Zoomdata Version

How Zoomdata Caches the Data

Zoomdata offers different methods to cache data:

  1. SparkIt is used for raw data
  2. Zoomdata cache is used to cache aggregated result sets
  3. Storing metadata and streaming data in MongoDB

Zoomdata uses SparkIt to improve the charting and dashboarding performance with your connected data sources.

At this time, not all of Zoomdata's data connectors is able to utilize SparkIt. Refer to the article Data Sources Quick Reference Sheet , Table 3 for a list of data connectors that utilizes SparkIt. In addition, certain data connectors require SparkIt to be enabled before configuration. For details, refer to the article Configuring Embedded Spark Server .

CACHING WITH SPARKIT ENABLED

To optimize performance with your charts and dashboards, Zoomdata recommends that you enable SparkIt in the following cases:

  1. You have legacy, slow databases as your data source, where it takes a lot of time to run the query and retrieve the results.
  2. You have storage that does not support analytical queries (for example, S3, HDFS, and SaaS sources).  These types of data sources requires loading your data into SparkIt.
  3. You want to work with the results of data processing (for example, working with data sources like Hive on EMR or Hive on Tez).

You have the option to cache data using SparkIt by enabling the toggle switch within the data source setup page that supports this feature. By default, installing the Zoomdata Server also installs an embedded Spark Server / Spark Proxy. If your Spark Server is running in the same server as the Zoomdata instance, the default connection settings will already have been established during the installation process. However, you have the option to change these settings using the zoomdata.properties configuration file.

You can enable a data source to cache data using SparkIt during the connection process. During set up of the specific data connector, set the SparkIt toggle located in the Tables tab (as shown in Figure 1)


Figure 1

Creating a Custom SQL with a Group-by Clause with SparkIt enabled would result in aggregated data in SparkIt, not just raw data.

Data Flow with SparkIt and Zoomdata Cache Enabled

  1. After connecting to a data source, the data starts being loaded into SparkIt.
  2. Once a chart is created, a request is sent to Zoomdata Cache.
  3. If the requested data is not found in Zoomdata Cache, the request is sent to SparkIt.
  4. The retrieved data is sent to Zoomdata Cache and stored there.

To be done ->
A) Reproduce the passage of the Zoomdata caching page starting with "You can enable" and going on through "in Figure 1)".
B) Carry on the Zoomdata caching page from the point where it stops.
Nothing in the material has any bearing on the work here.

Data shown ->
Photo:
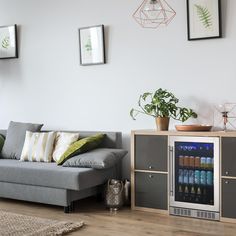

Results in order ->
A)
You can enable a data source to cache data using SparkIt during the connection process. During set up of the specific data connector, set the SparkIt toggle located in the Tables tab (as shown in Figure 1)

B)
  5. The chart displays the requested data.


Figure 2

Data Flow with SparkIt Disabled and Zoomdata Cache Enabled

Zoomdata Cache stores all the results of aggregated requests from your data source  (Figure 3). In this scenario, when a chart is created the request is first sent to Zoomdata Cache (1). If the required results are found there, they are visualized on your chart (2).


Figure 3

Otherwise, the data flow will be as follows (Figure 4):

  1. The request is sent to Zoomdata Cache.
  2. If the required results are not found in Zoomdata Cache, the request is sent to your data source.
  3. From your data source the results are sent to Zoomdata Cache and stored there.
  4. The chart displays the requested data.


Figure 4

For additional information about how Zoomdata implements Spark, refer to the article How Zoomdata Uses Apache Spark .

Caching with Zoomdata Cache disabled

Zoomdata cache is a temporary storage of the aggregated data from your data sources. By default, caching is enabled for all data sources. However, you can disable it if your data source is constantly being updated, or you do not want to allocate the required RAM, or performance of your data source is high, so you do not need to store the aggregated queries.

Data Flow with SparkIt Enabled and Zoomdata Cache Disabled

  1. After connecting to a data source, the data starts being loaded into SparkIt.
  2. Once a chart is created, a request is sent to SparkIt.
  3. The chart displays the requested data.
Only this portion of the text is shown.